_DIRECTIONS:_ Revise the records from the line containing "the arm shown in this photograph." through the end of the records, replacing "pin" with "marker" and keeping everything else the same. Give only those lines.

-- Start --

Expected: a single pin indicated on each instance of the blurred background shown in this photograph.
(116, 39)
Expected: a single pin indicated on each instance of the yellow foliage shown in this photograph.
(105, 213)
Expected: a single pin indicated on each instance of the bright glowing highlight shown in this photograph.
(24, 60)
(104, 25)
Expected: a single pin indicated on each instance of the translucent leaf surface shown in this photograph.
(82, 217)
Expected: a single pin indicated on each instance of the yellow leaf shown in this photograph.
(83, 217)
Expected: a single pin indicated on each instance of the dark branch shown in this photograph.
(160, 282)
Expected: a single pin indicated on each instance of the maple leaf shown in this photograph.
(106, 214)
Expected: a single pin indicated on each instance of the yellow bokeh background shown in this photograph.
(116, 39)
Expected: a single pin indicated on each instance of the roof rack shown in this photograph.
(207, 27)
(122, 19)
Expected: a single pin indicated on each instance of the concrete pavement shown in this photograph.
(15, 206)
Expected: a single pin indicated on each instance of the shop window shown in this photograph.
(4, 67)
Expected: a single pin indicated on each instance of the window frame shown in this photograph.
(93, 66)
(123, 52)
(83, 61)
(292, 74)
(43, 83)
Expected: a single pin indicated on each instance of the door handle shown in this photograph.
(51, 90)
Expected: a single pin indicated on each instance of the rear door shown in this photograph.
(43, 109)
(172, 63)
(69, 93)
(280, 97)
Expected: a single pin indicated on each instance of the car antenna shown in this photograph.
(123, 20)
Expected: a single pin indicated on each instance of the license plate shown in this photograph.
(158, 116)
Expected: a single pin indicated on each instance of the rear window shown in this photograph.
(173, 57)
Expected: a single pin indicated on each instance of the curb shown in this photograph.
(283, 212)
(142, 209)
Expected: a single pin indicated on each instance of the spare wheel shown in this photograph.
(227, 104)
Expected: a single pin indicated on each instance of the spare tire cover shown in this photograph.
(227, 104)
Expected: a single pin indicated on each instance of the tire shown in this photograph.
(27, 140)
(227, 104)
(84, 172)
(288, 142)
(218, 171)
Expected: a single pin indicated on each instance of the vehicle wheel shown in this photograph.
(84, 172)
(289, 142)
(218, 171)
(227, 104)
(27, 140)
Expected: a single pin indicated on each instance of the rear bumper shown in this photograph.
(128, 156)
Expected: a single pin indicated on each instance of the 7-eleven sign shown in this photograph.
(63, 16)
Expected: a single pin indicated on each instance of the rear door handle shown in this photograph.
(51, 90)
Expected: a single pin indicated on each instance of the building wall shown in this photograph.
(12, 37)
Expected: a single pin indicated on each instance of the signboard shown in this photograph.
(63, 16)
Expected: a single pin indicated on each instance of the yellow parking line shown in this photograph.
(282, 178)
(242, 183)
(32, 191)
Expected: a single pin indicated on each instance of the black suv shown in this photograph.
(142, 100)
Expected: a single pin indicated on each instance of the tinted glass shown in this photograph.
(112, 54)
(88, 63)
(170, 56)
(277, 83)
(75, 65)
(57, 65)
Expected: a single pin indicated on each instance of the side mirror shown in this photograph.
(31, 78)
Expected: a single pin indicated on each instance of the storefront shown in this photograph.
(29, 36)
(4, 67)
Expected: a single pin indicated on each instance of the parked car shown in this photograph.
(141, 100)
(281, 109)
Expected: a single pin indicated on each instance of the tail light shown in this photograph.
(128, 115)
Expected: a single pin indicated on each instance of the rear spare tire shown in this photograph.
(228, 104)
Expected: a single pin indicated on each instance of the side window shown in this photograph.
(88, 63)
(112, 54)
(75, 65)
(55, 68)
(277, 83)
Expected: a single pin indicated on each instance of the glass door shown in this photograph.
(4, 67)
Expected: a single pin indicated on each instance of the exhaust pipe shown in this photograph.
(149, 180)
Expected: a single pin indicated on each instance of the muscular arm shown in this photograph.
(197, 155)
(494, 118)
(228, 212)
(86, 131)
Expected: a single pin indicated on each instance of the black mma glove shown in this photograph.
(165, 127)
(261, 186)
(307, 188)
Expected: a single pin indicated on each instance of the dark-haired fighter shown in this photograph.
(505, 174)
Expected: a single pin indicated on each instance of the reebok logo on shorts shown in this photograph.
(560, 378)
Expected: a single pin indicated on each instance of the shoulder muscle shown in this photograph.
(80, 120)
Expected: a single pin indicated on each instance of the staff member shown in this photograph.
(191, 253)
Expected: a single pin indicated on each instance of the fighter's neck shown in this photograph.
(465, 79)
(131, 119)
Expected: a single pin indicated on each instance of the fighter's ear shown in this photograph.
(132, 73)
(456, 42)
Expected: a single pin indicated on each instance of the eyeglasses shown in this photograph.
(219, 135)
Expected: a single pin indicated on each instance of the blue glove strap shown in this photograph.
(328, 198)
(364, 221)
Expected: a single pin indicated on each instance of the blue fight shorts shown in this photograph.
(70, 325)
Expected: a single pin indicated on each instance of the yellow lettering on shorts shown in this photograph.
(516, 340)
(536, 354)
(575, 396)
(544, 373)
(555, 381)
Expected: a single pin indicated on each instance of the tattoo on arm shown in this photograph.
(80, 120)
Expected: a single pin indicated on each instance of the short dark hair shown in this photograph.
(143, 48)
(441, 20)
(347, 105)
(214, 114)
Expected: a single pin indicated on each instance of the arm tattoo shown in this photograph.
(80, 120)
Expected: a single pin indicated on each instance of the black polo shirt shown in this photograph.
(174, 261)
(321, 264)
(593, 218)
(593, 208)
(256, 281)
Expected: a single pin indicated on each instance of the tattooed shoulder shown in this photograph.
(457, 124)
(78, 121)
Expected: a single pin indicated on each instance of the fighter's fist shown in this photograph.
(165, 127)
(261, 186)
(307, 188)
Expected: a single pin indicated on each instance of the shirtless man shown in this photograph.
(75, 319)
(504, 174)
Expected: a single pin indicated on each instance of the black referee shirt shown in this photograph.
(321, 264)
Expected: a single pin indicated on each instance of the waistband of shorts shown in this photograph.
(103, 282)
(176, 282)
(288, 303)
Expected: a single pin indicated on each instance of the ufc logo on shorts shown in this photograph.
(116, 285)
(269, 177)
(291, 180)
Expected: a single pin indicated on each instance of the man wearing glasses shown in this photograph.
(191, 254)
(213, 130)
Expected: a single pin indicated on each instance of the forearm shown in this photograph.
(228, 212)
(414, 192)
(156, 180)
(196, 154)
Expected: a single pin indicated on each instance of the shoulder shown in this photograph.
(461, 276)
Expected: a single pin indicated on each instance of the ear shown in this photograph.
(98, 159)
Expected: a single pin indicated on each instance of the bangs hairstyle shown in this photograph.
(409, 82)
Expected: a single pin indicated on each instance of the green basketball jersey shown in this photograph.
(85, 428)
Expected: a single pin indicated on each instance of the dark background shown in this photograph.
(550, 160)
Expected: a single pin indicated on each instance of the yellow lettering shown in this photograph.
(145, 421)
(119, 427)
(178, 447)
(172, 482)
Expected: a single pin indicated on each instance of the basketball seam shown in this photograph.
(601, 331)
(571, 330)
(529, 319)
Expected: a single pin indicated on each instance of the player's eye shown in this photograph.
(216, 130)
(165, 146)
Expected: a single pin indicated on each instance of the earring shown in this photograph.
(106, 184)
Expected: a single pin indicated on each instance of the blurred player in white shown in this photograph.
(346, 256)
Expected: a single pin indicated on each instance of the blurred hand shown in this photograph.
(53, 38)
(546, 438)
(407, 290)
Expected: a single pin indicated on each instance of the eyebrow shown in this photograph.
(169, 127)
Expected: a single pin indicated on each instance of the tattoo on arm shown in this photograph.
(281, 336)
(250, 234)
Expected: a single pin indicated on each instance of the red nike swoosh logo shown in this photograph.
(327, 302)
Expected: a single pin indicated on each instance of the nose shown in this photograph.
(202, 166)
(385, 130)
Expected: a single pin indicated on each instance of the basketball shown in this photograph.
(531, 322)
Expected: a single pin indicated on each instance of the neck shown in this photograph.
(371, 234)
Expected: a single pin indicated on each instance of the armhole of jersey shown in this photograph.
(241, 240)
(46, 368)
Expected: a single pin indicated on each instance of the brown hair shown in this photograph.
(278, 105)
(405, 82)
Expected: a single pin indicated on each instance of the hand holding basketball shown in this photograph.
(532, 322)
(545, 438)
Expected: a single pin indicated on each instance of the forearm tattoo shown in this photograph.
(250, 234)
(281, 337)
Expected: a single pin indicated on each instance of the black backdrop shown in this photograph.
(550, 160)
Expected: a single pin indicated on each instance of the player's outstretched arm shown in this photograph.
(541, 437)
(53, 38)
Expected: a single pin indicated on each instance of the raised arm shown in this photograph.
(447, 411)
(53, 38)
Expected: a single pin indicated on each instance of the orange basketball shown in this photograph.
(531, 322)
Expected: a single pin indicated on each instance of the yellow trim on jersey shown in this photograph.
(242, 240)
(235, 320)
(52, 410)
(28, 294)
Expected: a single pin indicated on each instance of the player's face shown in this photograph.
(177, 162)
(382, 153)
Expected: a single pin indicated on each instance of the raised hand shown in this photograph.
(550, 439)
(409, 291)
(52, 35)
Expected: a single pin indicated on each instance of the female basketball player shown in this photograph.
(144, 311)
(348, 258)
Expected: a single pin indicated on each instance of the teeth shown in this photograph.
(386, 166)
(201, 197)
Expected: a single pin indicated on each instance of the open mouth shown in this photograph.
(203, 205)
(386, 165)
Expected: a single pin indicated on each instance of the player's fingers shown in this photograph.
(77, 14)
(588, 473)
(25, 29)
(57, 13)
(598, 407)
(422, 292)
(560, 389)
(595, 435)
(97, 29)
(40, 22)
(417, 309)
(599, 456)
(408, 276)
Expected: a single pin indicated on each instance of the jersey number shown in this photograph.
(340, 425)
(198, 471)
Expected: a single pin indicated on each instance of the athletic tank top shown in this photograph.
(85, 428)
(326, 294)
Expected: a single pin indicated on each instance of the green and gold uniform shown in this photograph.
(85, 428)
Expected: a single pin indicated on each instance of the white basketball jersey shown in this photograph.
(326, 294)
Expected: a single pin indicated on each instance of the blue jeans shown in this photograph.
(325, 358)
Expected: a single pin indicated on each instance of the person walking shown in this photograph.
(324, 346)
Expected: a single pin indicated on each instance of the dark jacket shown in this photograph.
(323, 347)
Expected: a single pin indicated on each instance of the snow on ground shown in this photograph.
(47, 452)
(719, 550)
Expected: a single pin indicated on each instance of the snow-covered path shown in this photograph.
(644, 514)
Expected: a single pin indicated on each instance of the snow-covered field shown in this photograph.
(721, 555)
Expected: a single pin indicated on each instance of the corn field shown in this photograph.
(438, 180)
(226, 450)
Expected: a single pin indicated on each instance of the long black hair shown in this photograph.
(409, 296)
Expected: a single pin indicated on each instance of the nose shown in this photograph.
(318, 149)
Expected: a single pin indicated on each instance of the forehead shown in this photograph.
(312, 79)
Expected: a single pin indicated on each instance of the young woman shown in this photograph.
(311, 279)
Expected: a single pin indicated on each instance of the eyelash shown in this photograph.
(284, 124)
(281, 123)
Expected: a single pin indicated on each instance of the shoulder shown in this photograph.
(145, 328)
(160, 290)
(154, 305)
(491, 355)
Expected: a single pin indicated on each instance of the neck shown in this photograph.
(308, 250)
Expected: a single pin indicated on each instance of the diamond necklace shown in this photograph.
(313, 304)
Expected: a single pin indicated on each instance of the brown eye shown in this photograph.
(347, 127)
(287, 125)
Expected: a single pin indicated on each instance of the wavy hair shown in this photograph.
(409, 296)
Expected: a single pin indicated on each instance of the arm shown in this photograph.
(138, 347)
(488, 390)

-- End --

_IN RESPONSE:_
Expected: a single marker indicated on each instance of the arm shown in this photograph.
(138, 347)
(488, 390)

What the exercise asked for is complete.